**EXERCISE GOAL:** From the book review below, copy the passage starting at "The book also" and ending at "global clean-energy revolution.", substituting "bold" for "visionary".

**TEXT PROVIDED:**
Headline figures suggest this is a boom time for solar power. A recent UN report shows that it made a massive contribution to a global increase in investment in renewable energy infrastructure during 2017 that far outstripped growth in fossil-fuel generation in the same period.

However, the big picture could temper solar supporters’ optimism. China alone was responsible for nearly half of new capacity; at the same time, investment declined in the US and Europe.

Solar may finally be at a point where costs are low enough to make it attractive as the world’s fastest-growing power source. However, without sustained effort, Varun Sivaram warns, there is a risk the current level of enthusiasm will rapidly cool.

Countries may be installing cheap panels by the acre, he argues, but they aren’t investing in the innovation that solar will need to make the crucial leap from the 2 per cent of global electricity it’s responsible for today to providing at least a third by the mid-century.

‘Taming the Sun: Innovations to Harness Solar Energy and Power the Planet’ by Varun Sivaram (MIT Press, £24.95, ISBN 9780262037686) is both an overview of the current state of solar and a manifesto making the case for sustaining current levels of growth through three kinds of innovation – financial, technological and systemic.

Growing photovoltaic capacity by an order of magnitude will need massive amounts of new capital investment and Sivaram looks at how this can be achieved. In parallel, he acknowledges, although installations based on existing silicon technology are likely to continue expanding over the next decade, beyond that point their growth could hit a ceiling that can only be broken through by a combination of ‘dirt-cheap’ generation, new materials and cost-effective storage.

The book also serves as a stark warning that science alone isn’t enough. Solar’s future will require visionary public policy and politics has a part to play. Sivaram laments the way in which the current US administration’s policies threaten to undermine the role the country has traditionally enjoyed as a pioneer in energy innovation.

‘Taming the Sun’ is an even-handed untangling of a situation that can appear a mess of contradictions, with scientists despairing that commercial technology is stagnating while the industry trumpets its progress. Although no one would argue that solar will power the entire planet by itself in the foreseeable future, ‘Taming the Sun’ is a convincing argument for taking steps to make it the centrepiece of a global clean-energy revolution.

**GIVEN DATA:**
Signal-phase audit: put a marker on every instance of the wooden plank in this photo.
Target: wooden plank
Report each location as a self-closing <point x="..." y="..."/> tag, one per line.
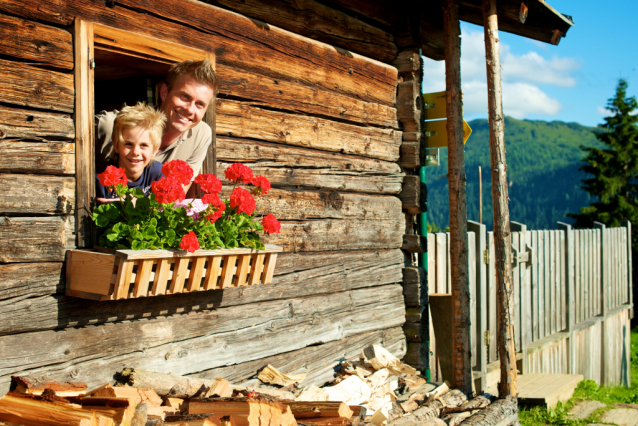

**ANSWER TO THE PROBLEM:**
The book also serves as a stark warning that science alone isn’t enough. Solar’s future will require bold public policy and politics has a part to play. Sivaram laments the way in which the current US administration’s policies threaten to undermine the role the country has traditionally enjoyed as a pioneer in energy innovation.

‘Taming the Sun’ is an even-handed untangling of a situation that can appear a mess of contradictions, with scientists despairing that commercial technology is stagnating while the industry trumpets its progress. Although no one would argue that solar will power the entire planet by itself in the foreseeable future, ‘Taming the Sun’ is a convincing argument for taking steps to make it the centrepiece of a global clean-energy revolution.